Opdracht
Kun je uit de uitspraak hieronder het stuk van "1. Bij uitspraak" tot en met "of verzet open." woord voor woord teruggeven?

Verzoeker heeft tegen het bestreden besluit beroep ingesteld. Hij heeft verder de voorzieningenrechter verzocht om een voorlopige voorziening te treffen.
De voorzieningenrechter heeft het verzoek, samen met de zaak NL23.8513, op 6 april 2023 op zitting behandeld. Verzoeker is verschenen, bijgestaan door zijn gemachtigde. Als tolk is verschenen Y. E-Rramdani. Verweerder heeft zich laten vertegenwoordigen door zijn gemachtigde.

Overwegingen

1. Bij uitspraak van vandaag, zaaknummer NL23.8513, heeft de rechtbank het beroep waarop dit verzoek om een voorlopige voorziening betrekking heeft ongegrond verklaard. Om die reden zal het verzoek als ongegrond worden afgewezen.
2. Voor een proceskostenveroordeling bestaat geen aanleiding.

Beslissing

De voorzieningenrechter wijst het verzoek om een voorlopige voorziening af.
Deze uitspraak is gedaan door mr. K.M. de Jager, voorzieningenrechter, in aanwezigheid van mr. E.C. Jacobs, griffier, en openbaar gemaakt door middel van geanonimiseerde publicatie op www.rechtspraak.nl.
De uitspraak is bekendgemaakt op:
Tegen deze uitspraak staat geen hoger beroep of verzet open.

Aangeleverde items
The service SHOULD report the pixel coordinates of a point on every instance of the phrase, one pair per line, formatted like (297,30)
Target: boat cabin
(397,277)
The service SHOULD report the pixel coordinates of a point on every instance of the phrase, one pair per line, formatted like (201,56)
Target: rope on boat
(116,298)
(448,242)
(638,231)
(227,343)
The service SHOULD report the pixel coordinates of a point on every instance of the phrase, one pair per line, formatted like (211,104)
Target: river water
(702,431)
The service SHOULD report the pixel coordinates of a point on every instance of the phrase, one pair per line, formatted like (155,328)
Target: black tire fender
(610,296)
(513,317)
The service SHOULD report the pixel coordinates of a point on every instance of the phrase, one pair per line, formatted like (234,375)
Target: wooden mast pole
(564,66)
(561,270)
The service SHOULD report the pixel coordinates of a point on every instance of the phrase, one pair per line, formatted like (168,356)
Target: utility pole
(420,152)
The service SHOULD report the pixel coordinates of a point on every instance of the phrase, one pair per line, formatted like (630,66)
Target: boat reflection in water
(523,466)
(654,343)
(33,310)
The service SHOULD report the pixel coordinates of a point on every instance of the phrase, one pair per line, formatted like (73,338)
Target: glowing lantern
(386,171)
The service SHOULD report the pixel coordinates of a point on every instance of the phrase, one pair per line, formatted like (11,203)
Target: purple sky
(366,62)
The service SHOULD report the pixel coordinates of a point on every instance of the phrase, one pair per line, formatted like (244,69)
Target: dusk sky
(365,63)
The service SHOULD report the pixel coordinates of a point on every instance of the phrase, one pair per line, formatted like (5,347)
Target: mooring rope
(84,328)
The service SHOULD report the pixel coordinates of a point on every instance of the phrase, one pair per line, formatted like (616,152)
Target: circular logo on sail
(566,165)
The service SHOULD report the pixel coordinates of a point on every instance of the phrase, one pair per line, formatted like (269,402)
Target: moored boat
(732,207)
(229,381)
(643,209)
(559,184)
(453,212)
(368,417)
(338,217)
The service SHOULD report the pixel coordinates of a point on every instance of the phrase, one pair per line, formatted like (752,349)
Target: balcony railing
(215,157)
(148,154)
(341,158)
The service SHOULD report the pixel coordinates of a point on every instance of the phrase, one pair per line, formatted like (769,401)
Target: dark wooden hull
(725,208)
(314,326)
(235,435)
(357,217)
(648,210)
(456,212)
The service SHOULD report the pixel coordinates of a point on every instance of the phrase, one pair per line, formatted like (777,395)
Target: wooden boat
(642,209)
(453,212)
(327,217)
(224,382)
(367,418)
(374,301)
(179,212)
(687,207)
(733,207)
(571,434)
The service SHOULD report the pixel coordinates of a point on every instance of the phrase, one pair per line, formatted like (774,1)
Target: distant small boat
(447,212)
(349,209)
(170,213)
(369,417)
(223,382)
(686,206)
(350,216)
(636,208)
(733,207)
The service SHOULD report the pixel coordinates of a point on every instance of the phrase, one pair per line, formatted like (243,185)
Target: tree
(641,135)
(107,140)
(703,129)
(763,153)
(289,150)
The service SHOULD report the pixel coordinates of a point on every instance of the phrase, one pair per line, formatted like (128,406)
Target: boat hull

Antwoord
1. Bij uitspraak van vandaag, zaaknummer NL23.8513, heeft de rechtbank het beroep waarop dit verzoek om een voorlopige voorziening betrekking heeft ongegrond verklaard. Om die reden zal het verzoek als ongegrond worden afgewezen.
2. Voor een proceskostenveroordeling bestaat geen aanleiding.

Beslissing

De voorzieningenrechter wijst het verzoek om een voorlopige voorziening af.
Deze uitspraak is gedaan door mr. K.M. de Jager, voorzieningenrechter, in aanwezigheid van mr. E.C. Jacobs, griffier, en openbaar gemaakt door middel van geanonimiseerde publicatie op www.rechtspraak.nl.
De uitspraak is bekendgemaakt op:
Tegen deze uitspraak staat geen hoger beroep of verzet open.